* Brano estratto
------------------------

Domenica 8 maggio parte il primo di tre appuntamenti (che seguiranno sabato 28 maggio e sabato 25 giugno) di M’AMA- moms’ cooking school, ideati dalla osteopata per l’età pediatrica Elena Muò.
Il corso si tiene presso la Scuola di Cucina dell’Università di Scienze Gastronomiche di Pollenzo, dalle 10 alle 15, e nasce dalla volontà della dott.ssa Muò di creare una continuità tra il lavoro di osteopata per neonati e bambini e il potere terapeutico del cibo.
Le giornate del corso vogliono accompagnare le mamme ai fornelli, favorendo l’acquisizione della consapevolezza che gli alimenti portano con sé un’energia che deriva dalla stagione, dalla forma e dal colore, esattamente come il sistema di funzionamento del nostro organismo.
Spiega infatti Elena Muò: “Comprendere che cucinare per i propri bambini, significa presentare loro l’ambiente in cui vivono: per mantenere l’armonia del corpo e del pianeta rispetto alle relative malattie bisogna conoscere qualche semplice regola. M’AMA vuole semplicemente far recuperare il ritmo delle cose, lasciando poi che ogni famiglia condisca il piatto con le proprie storie e tradizione” .
ll corso di Svezzamento Naturale è una proposta che aiuterà ad introdurre nello svezzamento dei bambini cibi bilanciati, sani, adatti alle tappe di crescita, evitando o riducendo l’uso di cibo preconfezionato o industriale. La costruzione del gusto ha inizio con i primi assaggi e la scelta degli ingredienti per la preparazione delle prime pappe è un atto di grande importanza e consapevolezza.

------------------------

* Dati forniti

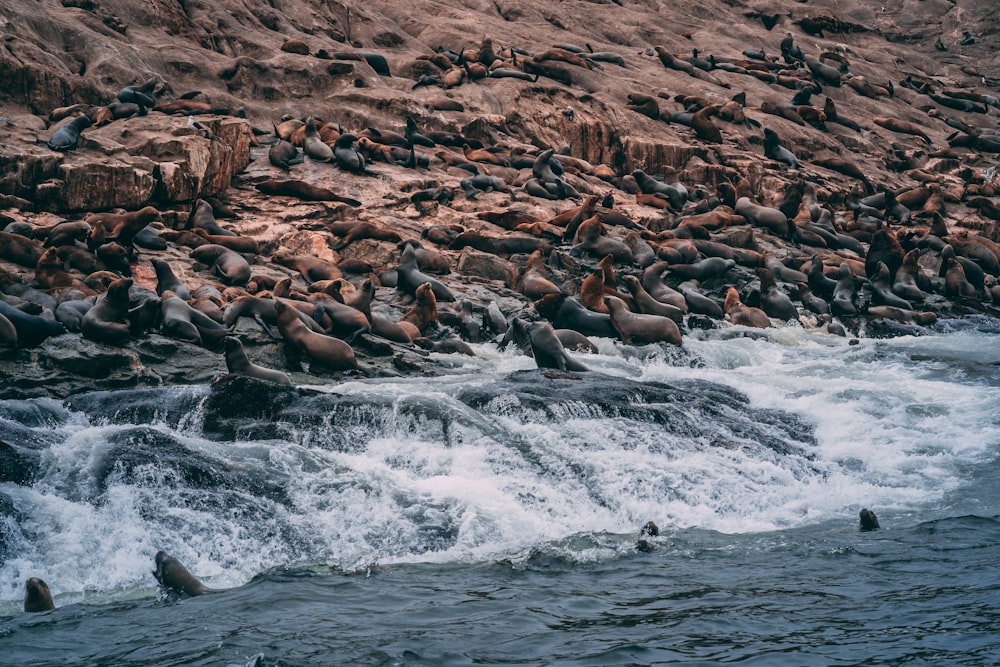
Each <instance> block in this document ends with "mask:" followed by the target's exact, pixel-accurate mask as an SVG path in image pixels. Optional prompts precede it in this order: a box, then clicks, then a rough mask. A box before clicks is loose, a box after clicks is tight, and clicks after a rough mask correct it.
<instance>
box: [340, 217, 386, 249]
mask: <svg viewBox="0 0 1000 667" xmlns="http://www.w3.org/2000/svg"><path fill="white" fill-rule="evenodd" d="M327 230H329V232H330V233H331V234H333V235H335V236H339V237H341V239H340V242H339V243H337V244H336V245H331V246H330V249H331V250H343V249H344V248H346V247H347V246H349V245H351V244H352V243H354V242H355V241H360V240H362V239H375V240H377V241H392V242H393V243H399V241H400V240H402V237H400V235H399V234H397V233H396V232H394V231H393V230H391V229H389V228H388V227H386V226H385V225H380V224H377V223H374V222H361V221H359V220H344V221H341V222H332V223H330V224H329V225H328V226H327Z"/></svg>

------------------------

* Esercizi
1. Ricopia il passo del brano sul corso M’AMA che comincia con "Spiega infatti Elena" e termina con "importanza e consapevolezza.", rinominando "pappe" in "minestrine".
2. Porta avanti il brano sul corso M’AMA, scrivendo il seguito dopo la sua ultima frase.
Le righe sono materiale a sé, separato dal brano.

* Soluzioni
1.
Spiega infatti Elena Muò: “Comprendere che cucinare per i propri bambini, significa presentare loro l’ambiente in cui vivono: per mantenere l’armonia del corpo e del pianeta rispetto alle relative malattie bisogna conoscere qualche semplice regola. M’AMA vuole semplicemente far recuperare il ritmo delle cose, lasciando poi che ogni famiglia condisca il piatto con le proprie storie e tradizione” .
ll corso di Svezzamento Naturale è una proposta che aiuterà ad introdurre nello svezzamento dei bambini cibi bilanciati, sani, adatti alle tappe di crescita, evitando o riducendo l’uso di cibo preconfezionato o industriale. La costruzione del gusto ha inizio con i primi assaggi e la scelta degli ingredienti per la preparazione delle prime minestrine è un atto di grande importanza e consapevolezza.

2.
Grazie al legame della dott.ssa Muò con il ristorante Joia di Milano, nato con l’intento di proporre una cucina vegetariana gourmet, sarà presente domenica 8 maggio al corso lo chef Davide Larise, che presenterà un piccolo show cooking di cucina vegetariana.
Vicina alla filosofia del corso è infatti la concezione dell’anima ideatrice del Joia, lo chef Pietro Leemann che afferma: “La scelta del cibo adatto determina la qualità del nostro presente e di ciò che diventeremo. Il cibo che mangiamo è l’affermazione di ciò che siamo, dovremmo sempre verificare che ciò corrisponda. In caso contrario, cambiare il nostro stile alimentare che, sotto ogni punta di vista, quando vegetariano è il meglio che si possa scegliere”.